Referring expression pointing data:
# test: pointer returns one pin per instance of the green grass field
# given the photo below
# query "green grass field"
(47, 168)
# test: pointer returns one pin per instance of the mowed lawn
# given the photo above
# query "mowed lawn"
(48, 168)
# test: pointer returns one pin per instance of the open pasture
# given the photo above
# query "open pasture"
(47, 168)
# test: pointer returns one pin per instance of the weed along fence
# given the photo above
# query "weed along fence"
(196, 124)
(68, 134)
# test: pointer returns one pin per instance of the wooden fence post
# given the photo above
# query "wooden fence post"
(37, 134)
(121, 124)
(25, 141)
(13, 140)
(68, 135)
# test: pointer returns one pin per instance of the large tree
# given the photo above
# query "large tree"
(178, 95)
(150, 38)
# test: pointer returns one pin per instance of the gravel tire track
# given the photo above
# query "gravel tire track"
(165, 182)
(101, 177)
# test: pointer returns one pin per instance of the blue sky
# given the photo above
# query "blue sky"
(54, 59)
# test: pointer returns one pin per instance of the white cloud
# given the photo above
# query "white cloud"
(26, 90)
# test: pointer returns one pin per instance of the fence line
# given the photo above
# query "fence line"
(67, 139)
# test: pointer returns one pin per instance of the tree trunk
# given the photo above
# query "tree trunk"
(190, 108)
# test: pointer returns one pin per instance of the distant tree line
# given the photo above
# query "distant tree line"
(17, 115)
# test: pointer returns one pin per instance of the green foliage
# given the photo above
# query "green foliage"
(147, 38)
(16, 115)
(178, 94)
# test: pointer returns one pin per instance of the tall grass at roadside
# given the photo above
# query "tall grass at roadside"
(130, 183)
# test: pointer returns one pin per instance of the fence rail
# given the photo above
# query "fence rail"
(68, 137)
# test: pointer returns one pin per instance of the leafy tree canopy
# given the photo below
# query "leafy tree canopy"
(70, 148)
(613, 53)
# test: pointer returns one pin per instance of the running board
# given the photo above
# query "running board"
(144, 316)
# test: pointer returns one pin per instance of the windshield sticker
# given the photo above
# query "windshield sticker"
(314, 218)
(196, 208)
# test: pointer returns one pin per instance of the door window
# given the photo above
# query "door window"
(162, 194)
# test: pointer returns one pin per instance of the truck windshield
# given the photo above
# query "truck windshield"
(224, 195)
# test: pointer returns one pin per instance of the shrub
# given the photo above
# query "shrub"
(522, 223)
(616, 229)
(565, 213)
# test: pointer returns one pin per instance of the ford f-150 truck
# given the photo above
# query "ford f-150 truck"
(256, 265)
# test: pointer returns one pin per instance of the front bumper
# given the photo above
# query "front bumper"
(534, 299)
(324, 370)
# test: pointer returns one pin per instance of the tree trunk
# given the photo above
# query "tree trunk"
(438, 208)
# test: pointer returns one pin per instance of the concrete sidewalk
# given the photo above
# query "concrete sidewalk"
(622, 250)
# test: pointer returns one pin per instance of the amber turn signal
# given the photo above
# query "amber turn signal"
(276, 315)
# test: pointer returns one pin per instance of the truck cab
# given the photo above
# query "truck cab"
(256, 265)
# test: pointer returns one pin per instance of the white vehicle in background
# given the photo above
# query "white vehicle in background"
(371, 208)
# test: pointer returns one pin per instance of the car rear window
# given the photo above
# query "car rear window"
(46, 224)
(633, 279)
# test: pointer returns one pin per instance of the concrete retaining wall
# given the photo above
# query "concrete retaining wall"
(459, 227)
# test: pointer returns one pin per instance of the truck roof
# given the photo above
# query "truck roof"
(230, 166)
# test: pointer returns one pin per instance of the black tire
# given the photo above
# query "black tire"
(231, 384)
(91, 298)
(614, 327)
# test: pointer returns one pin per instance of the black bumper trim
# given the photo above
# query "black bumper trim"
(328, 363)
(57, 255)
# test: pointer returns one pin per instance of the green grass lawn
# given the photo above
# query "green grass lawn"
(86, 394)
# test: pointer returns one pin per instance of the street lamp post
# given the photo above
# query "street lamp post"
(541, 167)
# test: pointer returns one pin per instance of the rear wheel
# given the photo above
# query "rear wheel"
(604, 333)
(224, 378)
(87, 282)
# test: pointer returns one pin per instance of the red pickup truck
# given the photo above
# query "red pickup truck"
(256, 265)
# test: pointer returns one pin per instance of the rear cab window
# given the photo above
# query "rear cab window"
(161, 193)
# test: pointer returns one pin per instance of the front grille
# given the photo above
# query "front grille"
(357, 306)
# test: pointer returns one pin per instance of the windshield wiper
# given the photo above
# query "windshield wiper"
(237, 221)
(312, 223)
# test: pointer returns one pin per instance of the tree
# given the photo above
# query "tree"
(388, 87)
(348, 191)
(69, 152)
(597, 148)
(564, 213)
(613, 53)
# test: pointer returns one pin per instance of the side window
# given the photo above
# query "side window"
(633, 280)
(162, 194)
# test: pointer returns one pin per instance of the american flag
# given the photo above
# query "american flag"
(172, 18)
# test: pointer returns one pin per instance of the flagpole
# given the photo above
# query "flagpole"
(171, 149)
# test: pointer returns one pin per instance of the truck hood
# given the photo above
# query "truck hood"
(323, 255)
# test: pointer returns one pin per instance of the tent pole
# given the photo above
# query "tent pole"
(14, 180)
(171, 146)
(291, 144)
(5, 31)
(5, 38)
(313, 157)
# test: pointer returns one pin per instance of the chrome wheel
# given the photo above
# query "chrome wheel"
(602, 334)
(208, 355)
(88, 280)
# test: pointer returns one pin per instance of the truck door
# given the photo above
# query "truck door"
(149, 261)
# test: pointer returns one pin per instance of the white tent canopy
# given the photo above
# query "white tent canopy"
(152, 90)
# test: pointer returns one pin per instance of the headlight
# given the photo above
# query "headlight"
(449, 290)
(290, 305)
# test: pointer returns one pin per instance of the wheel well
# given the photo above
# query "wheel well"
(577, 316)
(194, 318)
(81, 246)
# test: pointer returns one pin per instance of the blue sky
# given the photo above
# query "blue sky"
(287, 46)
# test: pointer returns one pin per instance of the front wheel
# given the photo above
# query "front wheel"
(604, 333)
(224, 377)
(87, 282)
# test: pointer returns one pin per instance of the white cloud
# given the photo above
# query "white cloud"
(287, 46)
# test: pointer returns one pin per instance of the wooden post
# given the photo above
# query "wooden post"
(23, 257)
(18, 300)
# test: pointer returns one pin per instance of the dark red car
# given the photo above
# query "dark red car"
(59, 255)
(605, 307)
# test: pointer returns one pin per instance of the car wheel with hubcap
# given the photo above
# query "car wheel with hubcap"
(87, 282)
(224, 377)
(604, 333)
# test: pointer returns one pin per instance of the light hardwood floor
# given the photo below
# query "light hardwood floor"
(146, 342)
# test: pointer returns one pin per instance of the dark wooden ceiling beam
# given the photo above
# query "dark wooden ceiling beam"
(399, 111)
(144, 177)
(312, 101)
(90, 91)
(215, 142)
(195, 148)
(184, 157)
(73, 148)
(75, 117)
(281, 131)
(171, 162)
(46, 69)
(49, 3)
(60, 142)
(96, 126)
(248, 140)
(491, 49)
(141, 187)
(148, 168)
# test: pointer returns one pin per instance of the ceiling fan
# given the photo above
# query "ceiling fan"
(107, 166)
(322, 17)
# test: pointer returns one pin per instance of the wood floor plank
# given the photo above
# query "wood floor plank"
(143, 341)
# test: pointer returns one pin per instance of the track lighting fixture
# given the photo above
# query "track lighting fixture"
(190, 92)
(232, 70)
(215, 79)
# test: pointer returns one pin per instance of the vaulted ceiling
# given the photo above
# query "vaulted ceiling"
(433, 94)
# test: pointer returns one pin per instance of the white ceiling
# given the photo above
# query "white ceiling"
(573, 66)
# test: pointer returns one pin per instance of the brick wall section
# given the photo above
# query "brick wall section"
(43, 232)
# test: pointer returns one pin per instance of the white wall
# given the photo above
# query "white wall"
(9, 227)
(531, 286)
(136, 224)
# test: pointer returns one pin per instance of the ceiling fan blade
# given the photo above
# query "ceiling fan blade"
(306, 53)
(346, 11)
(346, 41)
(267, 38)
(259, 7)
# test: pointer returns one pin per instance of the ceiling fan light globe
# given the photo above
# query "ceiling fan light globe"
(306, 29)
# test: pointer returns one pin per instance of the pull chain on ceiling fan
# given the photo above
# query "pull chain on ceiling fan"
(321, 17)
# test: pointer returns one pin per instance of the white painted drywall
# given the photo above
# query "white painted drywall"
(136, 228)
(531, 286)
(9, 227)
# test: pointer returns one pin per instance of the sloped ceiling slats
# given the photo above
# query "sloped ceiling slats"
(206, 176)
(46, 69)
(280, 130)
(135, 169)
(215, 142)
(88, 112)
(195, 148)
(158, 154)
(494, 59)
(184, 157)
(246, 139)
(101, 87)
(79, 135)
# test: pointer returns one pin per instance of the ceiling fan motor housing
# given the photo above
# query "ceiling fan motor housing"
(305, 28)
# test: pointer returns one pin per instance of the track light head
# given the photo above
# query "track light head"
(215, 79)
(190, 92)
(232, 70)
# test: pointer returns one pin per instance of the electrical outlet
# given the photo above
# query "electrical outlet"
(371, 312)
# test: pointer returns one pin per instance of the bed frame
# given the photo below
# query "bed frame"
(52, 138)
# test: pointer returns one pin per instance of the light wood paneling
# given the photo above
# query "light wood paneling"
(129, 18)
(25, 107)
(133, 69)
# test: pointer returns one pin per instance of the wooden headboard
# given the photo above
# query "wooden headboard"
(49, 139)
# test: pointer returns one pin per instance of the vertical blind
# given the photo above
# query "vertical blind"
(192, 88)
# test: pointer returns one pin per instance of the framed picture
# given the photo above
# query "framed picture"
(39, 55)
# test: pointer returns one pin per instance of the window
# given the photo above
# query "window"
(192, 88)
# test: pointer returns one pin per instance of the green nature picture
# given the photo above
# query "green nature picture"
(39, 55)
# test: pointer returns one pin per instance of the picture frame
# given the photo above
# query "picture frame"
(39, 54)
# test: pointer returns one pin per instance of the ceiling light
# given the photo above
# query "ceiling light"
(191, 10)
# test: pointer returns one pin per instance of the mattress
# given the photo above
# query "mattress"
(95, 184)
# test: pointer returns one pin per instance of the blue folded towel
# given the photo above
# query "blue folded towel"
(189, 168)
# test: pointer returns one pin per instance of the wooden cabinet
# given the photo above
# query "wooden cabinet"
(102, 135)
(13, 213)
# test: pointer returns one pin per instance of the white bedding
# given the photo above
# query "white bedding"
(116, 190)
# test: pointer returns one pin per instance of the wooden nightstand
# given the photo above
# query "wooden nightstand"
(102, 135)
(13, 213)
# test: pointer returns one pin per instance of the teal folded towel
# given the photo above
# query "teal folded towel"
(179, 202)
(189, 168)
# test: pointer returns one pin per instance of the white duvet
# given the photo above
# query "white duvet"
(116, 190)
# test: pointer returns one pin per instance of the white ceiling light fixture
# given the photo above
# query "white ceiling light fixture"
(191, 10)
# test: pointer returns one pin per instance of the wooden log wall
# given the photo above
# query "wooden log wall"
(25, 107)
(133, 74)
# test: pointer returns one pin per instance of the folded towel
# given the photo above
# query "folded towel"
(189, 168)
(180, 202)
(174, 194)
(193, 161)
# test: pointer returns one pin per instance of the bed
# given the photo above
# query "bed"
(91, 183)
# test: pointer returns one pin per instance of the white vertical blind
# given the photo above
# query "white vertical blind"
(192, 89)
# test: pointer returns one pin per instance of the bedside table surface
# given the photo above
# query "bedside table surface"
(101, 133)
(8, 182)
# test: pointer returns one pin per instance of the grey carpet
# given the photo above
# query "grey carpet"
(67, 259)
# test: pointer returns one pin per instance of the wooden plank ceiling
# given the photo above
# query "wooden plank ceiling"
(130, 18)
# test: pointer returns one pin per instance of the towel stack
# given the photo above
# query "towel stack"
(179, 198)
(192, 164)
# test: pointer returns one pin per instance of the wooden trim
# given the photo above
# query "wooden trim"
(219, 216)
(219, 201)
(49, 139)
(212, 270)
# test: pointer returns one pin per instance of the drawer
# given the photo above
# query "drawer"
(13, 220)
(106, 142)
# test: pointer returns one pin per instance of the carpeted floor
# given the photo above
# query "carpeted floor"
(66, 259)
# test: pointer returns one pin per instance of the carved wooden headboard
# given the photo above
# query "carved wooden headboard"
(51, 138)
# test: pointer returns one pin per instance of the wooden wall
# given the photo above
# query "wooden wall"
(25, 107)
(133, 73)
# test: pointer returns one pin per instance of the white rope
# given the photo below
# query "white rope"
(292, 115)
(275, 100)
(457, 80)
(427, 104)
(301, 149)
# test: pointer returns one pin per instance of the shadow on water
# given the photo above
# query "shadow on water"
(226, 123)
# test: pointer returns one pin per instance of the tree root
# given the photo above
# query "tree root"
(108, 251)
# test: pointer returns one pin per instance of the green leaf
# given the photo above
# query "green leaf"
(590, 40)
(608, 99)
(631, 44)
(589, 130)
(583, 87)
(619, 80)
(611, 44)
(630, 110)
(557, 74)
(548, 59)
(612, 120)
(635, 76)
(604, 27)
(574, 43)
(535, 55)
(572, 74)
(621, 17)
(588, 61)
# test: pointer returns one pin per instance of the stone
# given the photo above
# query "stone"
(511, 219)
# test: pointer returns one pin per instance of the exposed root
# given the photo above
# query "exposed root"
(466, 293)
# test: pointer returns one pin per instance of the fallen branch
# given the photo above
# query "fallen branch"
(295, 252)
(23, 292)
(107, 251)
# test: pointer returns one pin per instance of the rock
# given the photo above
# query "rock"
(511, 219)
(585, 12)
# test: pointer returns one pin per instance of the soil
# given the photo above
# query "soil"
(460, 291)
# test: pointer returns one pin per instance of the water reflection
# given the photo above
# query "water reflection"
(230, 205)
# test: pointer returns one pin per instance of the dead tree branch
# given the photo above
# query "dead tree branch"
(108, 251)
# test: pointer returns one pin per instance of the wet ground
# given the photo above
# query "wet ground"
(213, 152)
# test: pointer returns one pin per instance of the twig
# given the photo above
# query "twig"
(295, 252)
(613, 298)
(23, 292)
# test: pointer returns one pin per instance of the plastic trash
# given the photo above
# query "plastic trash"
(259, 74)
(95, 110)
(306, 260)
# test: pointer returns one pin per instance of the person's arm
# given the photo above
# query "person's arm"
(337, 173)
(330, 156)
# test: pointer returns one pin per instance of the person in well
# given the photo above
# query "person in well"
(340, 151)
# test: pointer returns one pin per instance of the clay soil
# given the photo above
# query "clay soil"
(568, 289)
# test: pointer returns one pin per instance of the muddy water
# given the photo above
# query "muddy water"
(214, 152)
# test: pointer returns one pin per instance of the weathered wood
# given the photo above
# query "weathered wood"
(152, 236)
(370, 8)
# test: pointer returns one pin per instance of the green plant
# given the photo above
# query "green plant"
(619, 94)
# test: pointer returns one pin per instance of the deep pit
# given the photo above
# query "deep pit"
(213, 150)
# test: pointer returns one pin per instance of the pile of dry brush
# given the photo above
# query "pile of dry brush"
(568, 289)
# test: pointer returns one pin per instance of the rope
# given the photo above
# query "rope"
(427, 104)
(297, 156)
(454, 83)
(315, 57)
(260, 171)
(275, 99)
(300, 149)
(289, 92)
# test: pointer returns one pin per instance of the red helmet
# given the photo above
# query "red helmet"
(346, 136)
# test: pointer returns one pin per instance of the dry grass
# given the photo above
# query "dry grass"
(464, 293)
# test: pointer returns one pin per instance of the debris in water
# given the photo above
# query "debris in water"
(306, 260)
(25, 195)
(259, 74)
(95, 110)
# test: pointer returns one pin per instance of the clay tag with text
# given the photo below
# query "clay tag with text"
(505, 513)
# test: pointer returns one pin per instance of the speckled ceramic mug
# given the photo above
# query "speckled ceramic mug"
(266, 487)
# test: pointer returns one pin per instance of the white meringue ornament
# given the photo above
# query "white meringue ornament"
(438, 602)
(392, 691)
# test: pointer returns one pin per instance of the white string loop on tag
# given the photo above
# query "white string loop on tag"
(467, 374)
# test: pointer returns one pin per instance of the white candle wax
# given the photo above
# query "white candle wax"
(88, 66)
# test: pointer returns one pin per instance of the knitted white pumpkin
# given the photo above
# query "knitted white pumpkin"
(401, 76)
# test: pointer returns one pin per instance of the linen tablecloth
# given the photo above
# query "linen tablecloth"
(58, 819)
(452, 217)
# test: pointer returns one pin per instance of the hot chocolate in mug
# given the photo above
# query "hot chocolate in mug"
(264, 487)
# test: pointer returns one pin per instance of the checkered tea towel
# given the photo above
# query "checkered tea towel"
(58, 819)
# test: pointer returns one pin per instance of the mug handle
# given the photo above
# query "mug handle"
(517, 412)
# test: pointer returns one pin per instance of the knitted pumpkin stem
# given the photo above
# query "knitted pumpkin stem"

# Instructions for the task:
Only lines holding the string "stem" are wanted; gather each one from the entries above.

# Task result:
# test: pointer returns one pin per instance of the knitted pumpkin stem
# query "knitted pumpkin stem"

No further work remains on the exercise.